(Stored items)
"""

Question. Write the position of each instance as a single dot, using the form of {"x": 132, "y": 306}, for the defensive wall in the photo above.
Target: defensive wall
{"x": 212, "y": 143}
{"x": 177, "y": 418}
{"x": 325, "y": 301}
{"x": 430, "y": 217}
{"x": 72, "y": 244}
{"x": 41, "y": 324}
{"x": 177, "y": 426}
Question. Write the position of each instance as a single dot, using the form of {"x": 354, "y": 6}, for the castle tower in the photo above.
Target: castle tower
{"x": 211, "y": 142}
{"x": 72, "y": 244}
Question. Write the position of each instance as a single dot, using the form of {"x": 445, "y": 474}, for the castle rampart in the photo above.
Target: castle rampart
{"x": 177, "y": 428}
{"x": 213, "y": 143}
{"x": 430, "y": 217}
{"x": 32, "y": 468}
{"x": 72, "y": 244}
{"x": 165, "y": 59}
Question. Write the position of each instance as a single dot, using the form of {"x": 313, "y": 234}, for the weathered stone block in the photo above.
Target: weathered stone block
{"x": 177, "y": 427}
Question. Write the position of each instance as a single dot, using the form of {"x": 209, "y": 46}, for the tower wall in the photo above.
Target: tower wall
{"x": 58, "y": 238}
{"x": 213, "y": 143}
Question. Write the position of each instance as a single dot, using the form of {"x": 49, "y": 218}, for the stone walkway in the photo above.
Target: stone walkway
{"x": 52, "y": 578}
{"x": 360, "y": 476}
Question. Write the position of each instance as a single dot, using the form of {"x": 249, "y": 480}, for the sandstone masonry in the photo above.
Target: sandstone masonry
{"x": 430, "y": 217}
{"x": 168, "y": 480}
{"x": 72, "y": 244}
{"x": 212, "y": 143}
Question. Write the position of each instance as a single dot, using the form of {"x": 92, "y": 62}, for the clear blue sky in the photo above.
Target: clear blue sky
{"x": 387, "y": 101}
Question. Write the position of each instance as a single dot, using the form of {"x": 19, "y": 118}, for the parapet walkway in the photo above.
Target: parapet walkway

"""

Please copy out every line of the records from the one containing "masonry in the photo above." through the end of the records, multiplying only the x and y coordinates given as answers by 2.1 and rounding each to a whole number, with halves rounded up. Leave all other text and numbers as they are.

Response to the task:
Question. Write the position of each instance as a single dot, using the form of {"x": 249, "y": 480}, for the sandstone masonry in the photo above.
Target: sandstone masonry
{"x": 903, "y": 456}
{"x": 353, "y": 1008}
{"x": 151, "y": 512}
{"x": 445, "y": 300}
Question. Write the position of each instance as a single dot, using the form of {"x": 92, "y": 62}, for the clear blue sky in the photo above.
Target: clear blue sky
{"x": 813, "y": 212}
Question. Write the position of each instance as a single dot, using the form of {"x": 19, "y": 118}, for the parapet walkway in the photo above.
Target: parapet walkway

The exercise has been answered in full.